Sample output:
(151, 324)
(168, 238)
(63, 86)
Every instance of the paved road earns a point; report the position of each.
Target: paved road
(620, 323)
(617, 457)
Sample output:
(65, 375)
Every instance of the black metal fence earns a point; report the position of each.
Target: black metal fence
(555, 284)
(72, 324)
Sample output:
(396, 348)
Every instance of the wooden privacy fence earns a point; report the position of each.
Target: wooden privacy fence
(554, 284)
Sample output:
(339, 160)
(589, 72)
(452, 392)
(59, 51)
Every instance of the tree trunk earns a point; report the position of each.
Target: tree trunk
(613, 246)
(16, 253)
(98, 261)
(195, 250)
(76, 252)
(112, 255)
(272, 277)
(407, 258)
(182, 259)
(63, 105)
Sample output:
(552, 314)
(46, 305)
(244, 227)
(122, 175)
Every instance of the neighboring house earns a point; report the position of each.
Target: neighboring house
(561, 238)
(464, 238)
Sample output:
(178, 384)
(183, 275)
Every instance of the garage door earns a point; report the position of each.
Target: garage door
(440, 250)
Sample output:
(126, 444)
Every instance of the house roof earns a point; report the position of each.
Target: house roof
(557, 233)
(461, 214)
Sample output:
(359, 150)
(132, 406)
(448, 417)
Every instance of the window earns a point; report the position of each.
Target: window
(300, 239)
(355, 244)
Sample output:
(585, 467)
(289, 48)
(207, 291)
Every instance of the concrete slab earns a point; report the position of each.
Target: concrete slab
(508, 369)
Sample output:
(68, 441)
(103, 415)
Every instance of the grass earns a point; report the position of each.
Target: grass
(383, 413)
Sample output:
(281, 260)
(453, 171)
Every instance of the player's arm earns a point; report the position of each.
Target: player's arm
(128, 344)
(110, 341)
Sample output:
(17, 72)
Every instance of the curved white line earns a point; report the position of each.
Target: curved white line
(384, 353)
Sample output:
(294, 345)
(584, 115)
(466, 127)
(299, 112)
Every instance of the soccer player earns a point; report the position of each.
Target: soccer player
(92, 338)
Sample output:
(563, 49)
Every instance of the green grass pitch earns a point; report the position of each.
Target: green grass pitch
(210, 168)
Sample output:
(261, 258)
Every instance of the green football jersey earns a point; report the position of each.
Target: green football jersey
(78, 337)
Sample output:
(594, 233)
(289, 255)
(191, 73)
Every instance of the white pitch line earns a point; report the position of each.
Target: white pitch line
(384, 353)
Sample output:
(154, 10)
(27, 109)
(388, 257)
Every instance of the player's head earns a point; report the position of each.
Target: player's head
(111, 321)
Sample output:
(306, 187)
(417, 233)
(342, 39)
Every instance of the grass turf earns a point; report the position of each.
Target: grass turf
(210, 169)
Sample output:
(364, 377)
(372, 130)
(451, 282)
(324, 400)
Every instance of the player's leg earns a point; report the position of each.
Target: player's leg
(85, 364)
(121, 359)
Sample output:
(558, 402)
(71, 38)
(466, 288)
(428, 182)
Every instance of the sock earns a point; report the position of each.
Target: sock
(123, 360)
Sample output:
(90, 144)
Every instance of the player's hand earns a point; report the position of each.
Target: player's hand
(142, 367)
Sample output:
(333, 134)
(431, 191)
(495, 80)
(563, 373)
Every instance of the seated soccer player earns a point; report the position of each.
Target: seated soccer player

• • •

WHAT IS REQUIRED:
Each line of the data above is to be duplicated exactly.

OUTPUT FOR THIS TASK:
Sample output:
(151, 324)
(168, 238)
(63, 86)
Every instance of the paved road earns a point; report the position of each.
Target: paved road
(620, 323)
(617, 457)
Sample output:
(65, 375)
Every instance of the black metal fence earns a point; report the position of each.
Target: black metal fence
(555, 284)
(72, 324)
Sample output:
(396, 348)
Every instance of the wooden privacy fence earns a point; report the position of each.
Target: wooden privacy fence
(554, 284)
Sample output:
(339, 160)
(589, 72)
(452, 392)
(59, 51)
Every instance of the tree trunk earns a point; report the position of each.
Target: tree trunk
(613, 246)
(16, 253)
(98, 261)
(195, 250)
(76, 252)
(112, 255)
(272, 277)
(407, 258)
(182, 259)
(63, 105)
Sample output:
(552, 314)
(46, 305)
(244, 227)
(122, 175)
Every instance of the neighboring house earns a point; report the position of each.
Target: neighboring house
(561, 238)
(464, 238)
Sample output:
(178, 384)
(183, 275)
Every instance of the garage door earns a point; report the position of each.
Target: garage door
(440, 250)
Sample output:
(126, 444)
Every instance of the house roof earns a point; report the position of each.
Target: house roof
(557, 233)
(461, 214)
Sample output:
(359, 150)
(132, 406)
(448, 417)
Every instance of the window earns a point; report the position of each.
Target: window
(300, 239)
(355, 244)
Sample output:
(585, 467)
(289, 48)
(207, 291)
Every instance of the concrete slab earns a point; report the position of each.
Target: concrete slab
(508, 369)
Sample output:
(68, 441)
(103, 415)
Every instance of the grass earns a point; report the position of each.
Target: grass
(383, 413)
Sample output:
(281, 260)
(453, 171)
Every instance of the player's arm earns a point; report the position of each.
Target: player's arm
(128, 344)
(110, 341)
Sample output:
(17, 72)
Every instance of the curved white line earns a point; report the position of each.
Target: curved white line
(384, 353)
Sample output:
(294, 345)
(584, 115)
(466, 127)
(299, 112)
Every instance of the soccer player earns a point; report the position of each.
Target: soccer player
(92, 338)
Sample output:
(563, 49)
Every instance of the green grass pitch earns a point; report the position of each.
Target: green grass pitch
(210, 168)
Sample output:
(261, 258)
Every instance of the green football jersey earns a point; report the position of each.
Target: green football jersey
(78, 337)
Sample output:
(594, 233)
(289, 255)
(191, 73)
Every instance of the white pitch line earns a point; report the position of each.
Target: white pitch line
(384, 353)
Sample output:
(154, 10)
(27, 109)
(388, 257)
Every instance of the player's head earns a point; report the position of each.
Target: player's head
(111, 321)
Sample output:
(306, 187)
(417, 233)
(342, 39)
Every instance of the grass turf earns a point; report the position of each.
Target: grass turf
(210, 169)
Sample output:
(364, 377)
(372, 130)
(451, 282)
(324, 400)
Every instance of the player's leg earns a point; report the position of each.
Target: player's leg
(85, 364)
(121, 359)
Sample output:
(558, 402)
(71, 38)
(466, 288)
(428, 182)
Every instance of the sock earns a point; report the position of each.
Target: sock
(123, 360)
Sample output:
(90, 144)
Every instance of the player's hand earns a point; report the position of each.
Target: player's hand
(142, 367)
Sample output:
(333, 134)
(431, 191)
(495, 80)
(563, 373)
Every instance of the seated soccer player earns a point; report the position of each.
Target: seated soccer player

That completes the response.